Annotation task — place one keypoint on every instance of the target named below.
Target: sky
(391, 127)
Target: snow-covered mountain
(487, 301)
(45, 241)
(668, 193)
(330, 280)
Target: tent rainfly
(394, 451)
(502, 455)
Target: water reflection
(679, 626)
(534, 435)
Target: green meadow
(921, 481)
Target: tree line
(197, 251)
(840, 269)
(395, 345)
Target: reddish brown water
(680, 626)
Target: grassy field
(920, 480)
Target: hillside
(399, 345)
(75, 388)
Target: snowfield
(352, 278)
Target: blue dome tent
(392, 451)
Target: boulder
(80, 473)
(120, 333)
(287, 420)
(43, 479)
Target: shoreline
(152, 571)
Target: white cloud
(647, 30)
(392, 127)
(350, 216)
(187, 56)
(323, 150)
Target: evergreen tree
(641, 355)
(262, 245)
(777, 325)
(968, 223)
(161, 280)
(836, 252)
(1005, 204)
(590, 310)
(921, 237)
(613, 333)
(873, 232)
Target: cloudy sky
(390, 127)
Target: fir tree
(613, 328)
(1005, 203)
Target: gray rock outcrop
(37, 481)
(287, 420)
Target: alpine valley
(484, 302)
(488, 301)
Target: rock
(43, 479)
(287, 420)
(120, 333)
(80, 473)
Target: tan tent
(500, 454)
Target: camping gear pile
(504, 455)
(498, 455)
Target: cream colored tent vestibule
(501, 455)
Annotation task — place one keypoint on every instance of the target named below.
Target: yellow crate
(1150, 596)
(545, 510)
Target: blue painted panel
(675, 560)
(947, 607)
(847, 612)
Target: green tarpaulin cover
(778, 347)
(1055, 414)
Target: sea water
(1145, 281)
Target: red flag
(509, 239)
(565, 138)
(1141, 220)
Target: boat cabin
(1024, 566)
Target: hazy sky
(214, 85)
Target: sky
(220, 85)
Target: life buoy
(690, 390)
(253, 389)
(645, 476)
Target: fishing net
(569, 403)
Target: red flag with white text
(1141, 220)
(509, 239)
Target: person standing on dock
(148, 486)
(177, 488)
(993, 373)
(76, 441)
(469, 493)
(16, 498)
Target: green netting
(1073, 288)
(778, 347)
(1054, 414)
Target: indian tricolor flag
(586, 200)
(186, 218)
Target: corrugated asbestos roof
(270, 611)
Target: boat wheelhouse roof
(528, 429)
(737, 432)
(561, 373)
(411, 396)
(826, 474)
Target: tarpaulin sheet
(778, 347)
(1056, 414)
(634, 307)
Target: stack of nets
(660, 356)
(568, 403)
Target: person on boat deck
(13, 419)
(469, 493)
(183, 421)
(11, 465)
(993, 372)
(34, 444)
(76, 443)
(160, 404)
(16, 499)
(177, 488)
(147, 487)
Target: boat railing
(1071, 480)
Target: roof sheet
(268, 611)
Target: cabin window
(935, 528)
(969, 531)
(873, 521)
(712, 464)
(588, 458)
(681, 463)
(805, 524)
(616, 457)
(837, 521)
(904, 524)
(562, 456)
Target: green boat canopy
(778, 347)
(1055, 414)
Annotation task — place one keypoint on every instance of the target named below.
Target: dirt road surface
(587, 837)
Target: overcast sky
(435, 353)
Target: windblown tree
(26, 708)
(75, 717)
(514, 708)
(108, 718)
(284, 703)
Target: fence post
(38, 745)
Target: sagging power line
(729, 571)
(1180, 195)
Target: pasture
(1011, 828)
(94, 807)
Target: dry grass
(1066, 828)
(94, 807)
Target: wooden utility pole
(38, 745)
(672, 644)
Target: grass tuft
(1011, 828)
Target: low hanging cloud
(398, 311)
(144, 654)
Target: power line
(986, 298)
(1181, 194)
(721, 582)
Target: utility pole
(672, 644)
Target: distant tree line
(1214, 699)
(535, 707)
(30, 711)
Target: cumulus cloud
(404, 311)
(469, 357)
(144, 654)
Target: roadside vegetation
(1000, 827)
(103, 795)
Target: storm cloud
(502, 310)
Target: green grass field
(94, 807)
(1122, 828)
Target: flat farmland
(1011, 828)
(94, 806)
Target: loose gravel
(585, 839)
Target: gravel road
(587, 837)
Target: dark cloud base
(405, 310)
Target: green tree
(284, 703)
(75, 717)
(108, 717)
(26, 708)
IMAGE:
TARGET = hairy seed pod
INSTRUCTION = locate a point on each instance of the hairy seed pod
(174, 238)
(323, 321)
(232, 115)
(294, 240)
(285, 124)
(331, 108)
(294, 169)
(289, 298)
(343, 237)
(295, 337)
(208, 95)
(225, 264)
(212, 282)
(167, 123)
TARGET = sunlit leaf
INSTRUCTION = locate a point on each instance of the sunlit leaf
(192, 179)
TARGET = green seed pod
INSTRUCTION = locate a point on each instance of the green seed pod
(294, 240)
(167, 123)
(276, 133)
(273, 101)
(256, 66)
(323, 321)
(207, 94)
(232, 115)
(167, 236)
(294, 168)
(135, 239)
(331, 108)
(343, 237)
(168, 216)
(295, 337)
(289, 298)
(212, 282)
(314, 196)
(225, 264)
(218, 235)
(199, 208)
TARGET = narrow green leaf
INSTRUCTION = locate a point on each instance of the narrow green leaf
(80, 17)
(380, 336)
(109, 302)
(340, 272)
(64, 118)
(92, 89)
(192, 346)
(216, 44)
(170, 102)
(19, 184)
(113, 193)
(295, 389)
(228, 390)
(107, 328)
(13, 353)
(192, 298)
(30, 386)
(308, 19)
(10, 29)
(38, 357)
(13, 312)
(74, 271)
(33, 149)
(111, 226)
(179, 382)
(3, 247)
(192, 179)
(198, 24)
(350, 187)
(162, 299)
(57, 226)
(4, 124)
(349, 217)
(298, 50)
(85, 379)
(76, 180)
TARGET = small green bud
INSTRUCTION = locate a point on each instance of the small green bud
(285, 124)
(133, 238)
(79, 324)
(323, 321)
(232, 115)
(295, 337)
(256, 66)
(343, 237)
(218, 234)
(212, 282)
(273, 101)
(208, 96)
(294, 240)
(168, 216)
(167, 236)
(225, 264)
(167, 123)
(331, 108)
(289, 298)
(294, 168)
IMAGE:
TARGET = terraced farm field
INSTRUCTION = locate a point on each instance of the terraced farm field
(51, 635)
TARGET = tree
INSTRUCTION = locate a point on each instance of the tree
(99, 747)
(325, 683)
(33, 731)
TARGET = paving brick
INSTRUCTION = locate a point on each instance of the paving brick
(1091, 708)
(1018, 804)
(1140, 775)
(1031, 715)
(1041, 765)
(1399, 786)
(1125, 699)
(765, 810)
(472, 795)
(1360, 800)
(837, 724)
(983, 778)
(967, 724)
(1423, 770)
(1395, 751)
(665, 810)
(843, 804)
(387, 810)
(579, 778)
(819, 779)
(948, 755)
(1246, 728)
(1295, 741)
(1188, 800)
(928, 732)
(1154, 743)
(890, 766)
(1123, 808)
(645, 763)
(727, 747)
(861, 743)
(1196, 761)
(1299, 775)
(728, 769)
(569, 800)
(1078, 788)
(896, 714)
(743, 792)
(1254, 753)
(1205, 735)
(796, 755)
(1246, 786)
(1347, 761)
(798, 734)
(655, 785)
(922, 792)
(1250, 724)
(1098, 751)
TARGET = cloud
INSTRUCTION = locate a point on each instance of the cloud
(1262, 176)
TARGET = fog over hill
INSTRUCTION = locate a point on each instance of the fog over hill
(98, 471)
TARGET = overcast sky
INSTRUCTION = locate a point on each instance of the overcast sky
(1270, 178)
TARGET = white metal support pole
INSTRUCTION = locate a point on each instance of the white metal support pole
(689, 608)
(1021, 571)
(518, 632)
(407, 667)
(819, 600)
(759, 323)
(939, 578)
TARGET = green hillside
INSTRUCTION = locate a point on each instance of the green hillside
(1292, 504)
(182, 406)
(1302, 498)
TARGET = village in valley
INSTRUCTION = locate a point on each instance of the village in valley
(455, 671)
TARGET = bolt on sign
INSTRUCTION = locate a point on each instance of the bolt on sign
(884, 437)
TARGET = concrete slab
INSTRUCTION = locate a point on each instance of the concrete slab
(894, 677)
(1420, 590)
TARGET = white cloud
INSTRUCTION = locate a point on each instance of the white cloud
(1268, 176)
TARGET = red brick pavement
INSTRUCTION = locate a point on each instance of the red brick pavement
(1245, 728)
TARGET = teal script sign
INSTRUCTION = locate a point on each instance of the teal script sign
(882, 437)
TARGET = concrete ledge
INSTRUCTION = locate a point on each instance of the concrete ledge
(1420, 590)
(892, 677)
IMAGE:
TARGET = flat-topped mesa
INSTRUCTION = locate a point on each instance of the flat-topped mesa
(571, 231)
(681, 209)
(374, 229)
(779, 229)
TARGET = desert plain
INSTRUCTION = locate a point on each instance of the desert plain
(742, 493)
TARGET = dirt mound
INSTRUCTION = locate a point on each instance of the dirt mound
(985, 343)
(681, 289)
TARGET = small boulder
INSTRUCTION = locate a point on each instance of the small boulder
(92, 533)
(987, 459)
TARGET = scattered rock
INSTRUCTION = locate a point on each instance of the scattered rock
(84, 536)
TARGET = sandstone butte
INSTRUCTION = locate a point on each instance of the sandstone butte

● ● ● ● ● ● ●

**Your goal:** Starting at the line with "TARGET = white cloud", copy every line up to and including the last one in the entries above.

**Output of the task:**
TARGET = white cloud
INSTRUCTION = locate a point on each instance of the white cloud
(1268, 176)
TARGET = red brick pavement
INSTRUCTION = locate a point on each instance of the red brick pavement
(1245, 728)
TARGET = teal script sign
INSTRUCTION = locate a point on each instance of the teal script sign
(882, 437)
TARGET = concrete ledge
INSTRUCTION = locate a point on each instance of the concrete ledge
(1420, 590)
(892, 677)
IMAGE:
TARGET = flat-topped mesa
INSTRUCTION = locate a point on each instance of the flat-topped mesa
(571, 231)
(681, 209)
(374, 229)
(779, 229)
TARGET = desert plain
INSTRUCTION = locate a point on each instance of the desert plain
(742, 493)
TARGET = dirt mound
INSTRUCTION = locate a point on each instance of the dirt mound
(985, 343)
(681, 289)
TARGET = small boulder
INSTRUCTION = locate a point on each instance of the small boulder
(92, 533)
(987, 459)
TARGET = scattered rock
INSTRUCTION = locate a point on each instance of the scattered rock
(84, 536)
TARGET = sandstone butte
INSTRUCTION = locate a point on each instance of the sandstone butte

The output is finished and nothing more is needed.